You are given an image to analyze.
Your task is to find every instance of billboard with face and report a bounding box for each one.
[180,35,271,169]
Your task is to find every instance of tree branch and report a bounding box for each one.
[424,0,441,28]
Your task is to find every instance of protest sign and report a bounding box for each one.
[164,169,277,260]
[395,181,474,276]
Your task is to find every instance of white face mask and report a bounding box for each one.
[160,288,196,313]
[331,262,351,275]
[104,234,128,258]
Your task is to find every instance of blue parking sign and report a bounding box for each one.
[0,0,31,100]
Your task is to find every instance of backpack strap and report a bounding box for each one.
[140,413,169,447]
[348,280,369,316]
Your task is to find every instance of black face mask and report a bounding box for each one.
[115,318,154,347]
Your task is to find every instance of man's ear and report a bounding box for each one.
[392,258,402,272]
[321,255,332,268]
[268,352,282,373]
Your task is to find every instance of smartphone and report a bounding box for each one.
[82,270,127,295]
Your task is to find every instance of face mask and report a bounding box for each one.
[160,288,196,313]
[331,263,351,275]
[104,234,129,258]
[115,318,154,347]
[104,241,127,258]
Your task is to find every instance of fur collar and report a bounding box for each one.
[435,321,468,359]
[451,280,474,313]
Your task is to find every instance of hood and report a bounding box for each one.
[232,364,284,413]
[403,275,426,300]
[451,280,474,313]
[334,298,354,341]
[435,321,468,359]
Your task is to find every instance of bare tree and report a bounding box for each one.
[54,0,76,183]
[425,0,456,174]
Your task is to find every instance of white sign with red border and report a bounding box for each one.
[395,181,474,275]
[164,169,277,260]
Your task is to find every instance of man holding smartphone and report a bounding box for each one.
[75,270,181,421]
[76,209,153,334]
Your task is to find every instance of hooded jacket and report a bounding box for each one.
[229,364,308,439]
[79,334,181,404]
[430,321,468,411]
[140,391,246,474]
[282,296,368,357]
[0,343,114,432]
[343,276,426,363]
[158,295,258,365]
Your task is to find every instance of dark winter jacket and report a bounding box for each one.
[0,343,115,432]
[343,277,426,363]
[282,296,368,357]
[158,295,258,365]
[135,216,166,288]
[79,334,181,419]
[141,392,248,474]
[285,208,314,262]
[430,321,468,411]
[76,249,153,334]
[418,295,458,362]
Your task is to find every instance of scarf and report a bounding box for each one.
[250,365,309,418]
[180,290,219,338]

# # # # # # #

WHAT IS EXPECTED
Copy the whole listing above word for word, keeping every line in its original order.

SOLUTION
You are given an image to analyze.
Your task is to find every instance of billboard with face and report a bounding box for each one.
[180,35,271,169]
Your task is to find every instance of tree branch and report a bounding box for each one.
[424,0,441,28]
Your task is to find every instance of protest sign and report a bounding box for each one.
[164,169,277,260]
[395,181,474,276]
Your task is to find every instance of white face mask and report a bounding box for each one.
[160,288,196,313]
[331,262,351,275]
[104,234,128,258]
Your task is to find every instance of blue parking sign and report a bounding box for each one.
[0,0,31,100]
Your task is to find every instance of backpack strap and report a bounding box for each one.
[140,413,169,447]
[348,280,369,316]
Your task is to find every instance of black face mask and report a bounding box for each one.
[115,318,154,347]
Your task is to find every instance of man's ear and report a bounding box for each one.
[392,258,402,272]
[321,255,332,268]
[268,352,282,373]
Your task is to find every instance of smartphone and report a bounding box for each one.
[82,270,127,295]
Your task is to find every instance of face mask and report a bounding box for each one.
[160,288,196,313]
[331,263,351,275]
[104,234,129,258]
[115,318,154,347]
[104,241,127,258]
Your task is to find every instance of fur collar and report a bounding box for each one.
[435,321,468,359]
[451,280,474,313]
Your task is to find every instance of hood and report a bounding box for each one.
[232,364,284,413]
[403,275,426,300]
[451,280,474,313]
[334,298,354,341]
[435,321,468,359]
Your task is to find every instance of bare tree and report a bounding box for each one.
[54,0,76,183]
[425,0,456,174]
Your task is to find every instance of white sign with red border and report a bounding box for each one.
[395,181,474,275]
[164,169,277,260]
Your task is to find every instance of man holding smartphone and report a bounding box for each one.
[75,270,181,421]
[76,209,153,334]
Your task is to find every instance of hooded jacket and report a bounding box for each one.
[229,364,308,439]
[79,334,181,404]
[430,321,468,411]
[140,391,246,474]
[282,296,368,357]
[0,343,114,432]
[343,276,426,363]
[158,295,258,365]
Your task is to find every instance of dark winter jacket and report a bounding box for each one.
[0,343,115,432]
[343,277,426,363]
[282,296,368,357]
[158,295,258,365]
[135,216,166,288]
[79,334,181,419]
[141,392,248,474]
[285,208,314,262]
[430,321,468,411]
[76,249,153,334]
[418,295,458,362]
Your task is to find every instance of scarf and report a bounding box for each one.
[250,365,309,418]
[180,290,219,338]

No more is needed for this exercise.